> _Work task_: Resume the passage below about the Special Olympics World Winter Games in Anchorage, picking up after its final sentence.

> _Supplied passage_:
━━━━━━━━━━━━━━━━━━━━━━━━━━━━━━

More than 2,750 athletes and coaches from 80 nations came to Anchorage for the Special Olympics World Winter Games, the biggest global sporting event in the state’s history.

People showed up in huge numbers to watch the competition. Speedskating fans were turned away at the packed McDonald Center, and the Tesoro Sports Center drew 4,500 to 5,000 spectators a day for figure skating, twice the number expected. More than 6,000 people worked as volunteers, and when the Games ended, many of them said they got more than they
gave.

The local organizing committee raised $17 million to stage the Games, which left the city with about $4 million in capital improvements at places like Kincaid, Alyeska and Hilltop. $21.8 million was added to the local economy.

Less quantifiable was the lingering impression left by the athletes.

‘’If our goals were to change attitudes for a generation,” one organizer said, “then we’ve succeeded.”

━━━━━━━━━━━━━━━━━━━━━━━━━━━━━━

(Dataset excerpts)
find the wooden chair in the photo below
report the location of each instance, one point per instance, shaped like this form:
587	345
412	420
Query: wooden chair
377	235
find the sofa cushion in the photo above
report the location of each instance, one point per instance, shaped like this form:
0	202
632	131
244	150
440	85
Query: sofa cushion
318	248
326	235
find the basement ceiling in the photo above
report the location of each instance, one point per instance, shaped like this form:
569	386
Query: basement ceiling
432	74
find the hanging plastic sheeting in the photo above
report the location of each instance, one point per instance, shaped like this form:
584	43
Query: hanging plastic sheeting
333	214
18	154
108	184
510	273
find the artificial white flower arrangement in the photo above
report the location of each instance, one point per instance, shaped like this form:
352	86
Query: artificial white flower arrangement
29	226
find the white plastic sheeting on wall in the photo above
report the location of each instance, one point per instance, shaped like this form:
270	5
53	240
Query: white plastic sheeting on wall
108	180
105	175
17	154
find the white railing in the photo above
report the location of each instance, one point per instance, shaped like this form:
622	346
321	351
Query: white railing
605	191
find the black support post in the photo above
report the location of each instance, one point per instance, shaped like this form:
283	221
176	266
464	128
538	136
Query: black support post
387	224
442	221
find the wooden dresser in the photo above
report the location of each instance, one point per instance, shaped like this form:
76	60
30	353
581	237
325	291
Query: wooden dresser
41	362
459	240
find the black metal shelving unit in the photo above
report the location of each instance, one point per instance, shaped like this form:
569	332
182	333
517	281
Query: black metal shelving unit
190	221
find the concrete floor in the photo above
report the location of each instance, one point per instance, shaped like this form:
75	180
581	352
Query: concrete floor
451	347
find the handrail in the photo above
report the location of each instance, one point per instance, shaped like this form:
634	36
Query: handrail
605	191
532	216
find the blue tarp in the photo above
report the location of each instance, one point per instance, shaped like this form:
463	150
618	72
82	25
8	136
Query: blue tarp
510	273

━━━━━━━━━━━━━━━━━━━━━━━━━━━━━━

> _Output for this task_:
During the 2001 Special Olympics World Winter Games in Anchorage, Alaska, a U.S. Senate field hearing on the health status of people with developmental disabilities was held. This hearing, which culminated in a landmark report issued by the U.S. Surgeon, General, was a “wake up call” to improve the quality of health care for people with intellectual developmental disabilities.

“To the people of Alaska, you have created the best winter Games in the history of Special Olympics,” Eunice Kennedy Shriver, the founder of the Special Olympics movement, told the audience at the farewell ceremony. “This week here in beautiful Alaska, we have seen the best in sports, the best in volunteers, the best in families, and the best in sponsors,” she said. “You are the best athletes in the world. Congratulations.”